***** Records shown

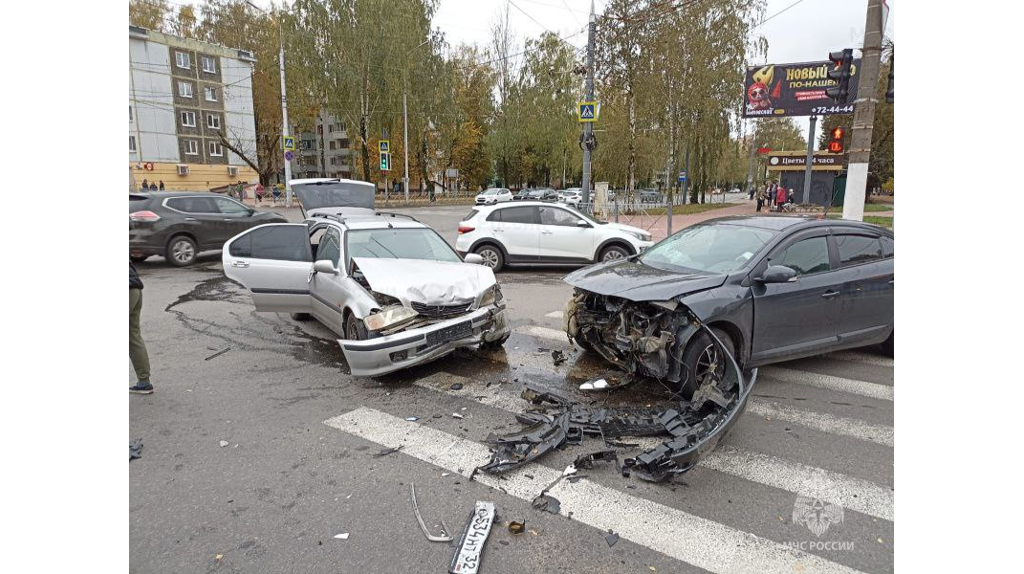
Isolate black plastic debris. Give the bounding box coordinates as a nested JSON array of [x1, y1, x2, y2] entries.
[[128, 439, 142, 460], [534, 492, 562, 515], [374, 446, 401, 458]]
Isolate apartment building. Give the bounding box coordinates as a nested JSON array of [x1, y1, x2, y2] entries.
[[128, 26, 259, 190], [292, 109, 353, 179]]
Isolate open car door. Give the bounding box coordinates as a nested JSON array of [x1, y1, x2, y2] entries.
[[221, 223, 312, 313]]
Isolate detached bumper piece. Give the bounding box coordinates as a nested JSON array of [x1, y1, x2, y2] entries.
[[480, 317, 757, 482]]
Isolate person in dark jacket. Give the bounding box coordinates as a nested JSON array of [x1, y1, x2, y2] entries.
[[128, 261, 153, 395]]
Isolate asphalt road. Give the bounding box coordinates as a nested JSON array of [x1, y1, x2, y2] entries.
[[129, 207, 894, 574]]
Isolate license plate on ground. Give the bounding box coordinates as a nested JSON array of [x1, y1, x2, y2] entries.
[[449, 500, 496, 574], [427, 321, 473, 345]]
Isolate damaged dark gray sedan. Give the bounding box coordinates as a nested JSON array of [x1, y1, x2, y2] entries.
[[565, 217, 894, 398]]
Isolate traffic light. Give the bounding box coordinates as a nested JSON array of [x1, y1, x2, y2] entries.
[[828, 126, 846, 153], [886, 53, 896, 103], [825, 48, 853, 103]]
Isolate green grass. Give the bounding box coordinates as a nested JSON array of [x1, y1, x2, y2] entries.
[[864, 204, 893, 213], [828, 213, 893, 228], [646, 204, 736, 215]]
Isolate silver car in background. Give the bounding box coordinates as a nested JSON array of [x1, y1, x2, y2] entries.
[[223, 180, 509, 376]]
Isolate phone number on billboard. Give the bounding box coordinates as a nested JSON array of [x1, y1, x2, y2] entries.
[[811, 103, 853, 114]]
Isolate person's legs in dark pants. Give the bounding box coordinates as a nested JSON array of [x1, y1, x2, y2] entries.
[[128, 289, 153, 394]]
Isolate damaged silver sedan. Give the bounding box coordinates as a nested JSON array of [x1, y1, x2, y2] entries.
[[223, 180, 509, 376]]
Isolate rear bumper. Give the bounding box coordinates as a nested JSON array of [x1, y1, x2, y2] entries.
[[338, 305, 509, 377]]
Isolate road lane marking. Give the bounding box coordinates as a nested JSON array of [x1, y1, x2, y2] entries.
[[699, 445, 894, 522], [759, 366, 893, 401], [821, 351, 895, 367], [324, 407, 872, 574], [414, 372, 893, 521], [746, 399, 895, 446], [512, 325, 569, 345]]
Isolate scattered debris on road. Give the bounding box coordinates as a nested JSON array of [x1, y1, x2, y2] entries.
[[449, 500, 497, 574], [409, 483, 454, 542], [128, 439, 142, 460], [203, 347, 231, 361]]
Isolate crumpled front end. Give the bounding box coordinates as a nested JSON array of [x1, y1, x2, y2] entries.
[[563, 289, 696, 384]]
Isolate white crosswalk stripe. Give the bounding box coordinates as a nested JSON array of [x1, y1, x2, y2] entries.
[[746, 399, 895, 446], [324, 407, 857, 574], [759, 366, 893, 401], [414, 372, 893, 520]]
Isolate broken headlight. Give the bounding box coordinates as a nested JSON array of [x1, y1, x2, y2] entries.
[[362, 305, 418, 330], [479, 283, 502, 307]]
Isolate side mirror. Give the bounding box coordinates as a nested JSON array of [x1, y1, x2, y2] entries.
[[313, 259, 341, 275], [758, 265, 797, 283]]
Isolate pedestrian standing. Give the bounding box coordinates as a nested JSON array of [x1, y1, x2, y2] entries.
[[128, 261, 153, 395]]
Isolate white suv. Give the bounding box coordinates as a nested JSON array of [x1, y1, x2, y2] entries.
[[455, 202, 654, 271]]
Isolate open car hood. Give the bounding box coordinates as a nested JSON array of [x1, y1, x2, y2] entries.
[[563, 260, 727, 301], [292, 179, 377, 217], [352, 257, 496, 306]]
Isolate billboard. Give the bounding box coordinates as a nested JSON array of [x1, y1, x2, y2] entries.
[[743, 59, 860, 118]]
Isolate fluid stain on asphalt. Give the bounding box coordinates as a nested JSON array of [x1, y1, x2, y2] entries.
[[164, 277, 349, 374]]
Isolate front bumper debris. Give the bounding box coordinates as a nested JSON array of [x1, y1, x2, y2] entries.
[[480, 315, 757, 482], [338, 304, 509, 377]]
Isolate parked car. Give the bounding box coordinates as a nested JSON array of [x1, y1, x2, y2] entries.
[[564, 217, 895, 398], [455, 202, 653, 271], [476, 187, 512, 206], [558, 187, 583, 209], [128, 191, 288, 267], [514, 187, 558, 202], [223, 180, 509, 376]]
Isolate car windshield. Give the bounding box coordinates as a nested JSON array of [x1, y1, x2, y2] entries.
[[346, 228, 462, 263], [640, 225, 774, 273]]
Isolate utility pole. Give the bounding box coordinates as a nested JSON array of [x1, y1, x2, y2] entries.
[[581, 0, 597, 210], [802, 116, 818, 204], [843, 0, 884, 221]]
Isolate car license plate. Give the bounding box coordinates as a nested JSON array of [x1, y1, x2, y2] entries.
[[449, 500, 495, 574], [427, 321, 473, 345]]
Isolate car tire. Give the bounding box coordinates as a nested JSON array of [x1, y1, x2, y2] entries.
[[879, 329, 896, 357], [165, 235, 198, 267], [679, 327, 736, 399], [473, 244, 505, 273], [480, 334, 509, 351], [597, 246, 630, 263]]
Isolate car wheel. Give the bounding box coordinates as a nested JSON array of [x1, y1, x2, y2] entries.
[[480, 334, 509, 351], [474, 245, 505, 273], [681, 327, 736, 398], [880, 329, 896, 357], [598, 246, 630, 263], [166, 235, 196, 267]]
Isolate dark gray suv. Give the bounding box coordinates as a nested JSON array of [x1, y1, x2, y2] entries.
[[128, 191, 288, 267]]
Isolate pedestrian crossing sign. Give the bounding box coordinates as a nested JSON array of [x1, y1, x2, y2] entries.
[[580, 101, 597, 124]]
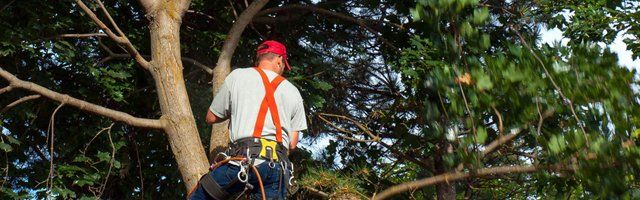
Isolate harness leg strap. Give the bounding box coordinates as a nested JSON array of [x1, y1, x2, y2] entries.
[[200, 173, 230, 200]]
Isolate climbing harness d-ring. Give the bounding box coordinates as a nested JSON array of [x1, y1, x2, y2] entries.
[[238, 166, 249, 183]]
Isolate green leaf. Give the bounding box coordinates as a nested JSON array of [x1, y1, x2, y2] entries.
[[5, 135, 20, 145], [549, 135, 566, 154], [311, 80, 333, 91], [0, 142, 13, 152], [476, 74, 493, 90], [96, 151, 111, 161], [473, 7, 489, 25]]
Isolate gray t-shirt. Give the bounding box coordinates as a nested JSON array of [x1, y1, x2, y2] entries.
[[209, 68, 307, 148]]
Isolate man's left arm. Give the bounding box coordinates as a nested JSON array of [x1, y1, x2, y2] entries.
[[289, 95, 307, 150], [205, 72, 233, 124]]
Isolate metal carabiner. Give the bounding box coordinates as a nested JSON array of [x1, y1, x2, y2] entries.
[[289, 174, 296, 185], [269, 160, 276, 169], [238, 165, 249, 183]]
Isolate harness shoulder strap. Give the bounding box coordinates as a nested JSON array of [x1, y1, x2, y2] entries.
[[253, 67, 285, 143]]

**********

◆ **Exercise objective**:
Reproduce the stretch of the records above from the line containing "Isolate damaged dark" through the line containing "[[563, 289, 696, 384]]", including both of those lines.

◆ **Exercise answer**:
Isolate damaged dark gray sedan. Give the bounding box coordinates as a nested JSON array of [x1, y1, x2, y2] entries.
[[565, 217, 894, 398]]
Isolate traffic light. Give the bounding box coordinates as a nested JSON array of [x1, y1, x2, y2] entries.
[[828, 126, 846, 153], [886, 53, 896, 103], [825, 48, 853, 103]]
Isolate green grass. Give the bounding box coordinates as a nested JSON array of [x1, y1, x2, y2] entries.
[[864, 204, 893, 213], [828, 213, 893, 228], [646, 204, 736, 215]]
Isolate silver car in background. Give the bounding box coordinates as a nested JSON array of [x1, y1, x2, y2] entries.
[[223, 180, 509, 376]]
Isolate phone number on billboard. Give the bounding box coordinates as a nested JSON array of [x1, y1, x2, y2] entries.
[[811, 103, 853, 114]]
Isolate person's legs in dark pants. Give the bounding box coordinates as a nested JSON array of [x1, y1, x2, y2] entries.
[[128, 289, 153, 394]]
Isolate damaged silver sedan. Give the bounding box coordinates as a nested JSON array of [x1, y1, x2, y2] entries.
[[223, 180, 509, 376]]
Isolate rear bumper. Give the bounding box coordinates as a nested JSON array of [x1, y1, x2, y2] entries.
[[338, 305, 509, 377]]
Isolate road lane marking. Give the bounding box coordinates as a nested JSON array of [x1, y1, x2, y2] entries.
[[699, 445, 894, 522], [759, 366, 893, 401], [821, 351, 895, 367], [324, 407, 872, 574], [414, 372, 893, 521], [746, 399, 895, 446], [512, 325, 569, 345]]
Isolate scattered debris on road. Give the bounding box coordinates as a nested JSON array of [x1, y1, x2, y2] entries.
[[449, 500, 497, 574], [409, 483, 454, 542], [128, 439, 142, 460], [203, 347, 231, 361]]
Isolate crumpled front end. Give the bounding box coordinates as a nested JSON array of [x1, y1, x2, y2] entries.
[[563, 289, 696, 384]]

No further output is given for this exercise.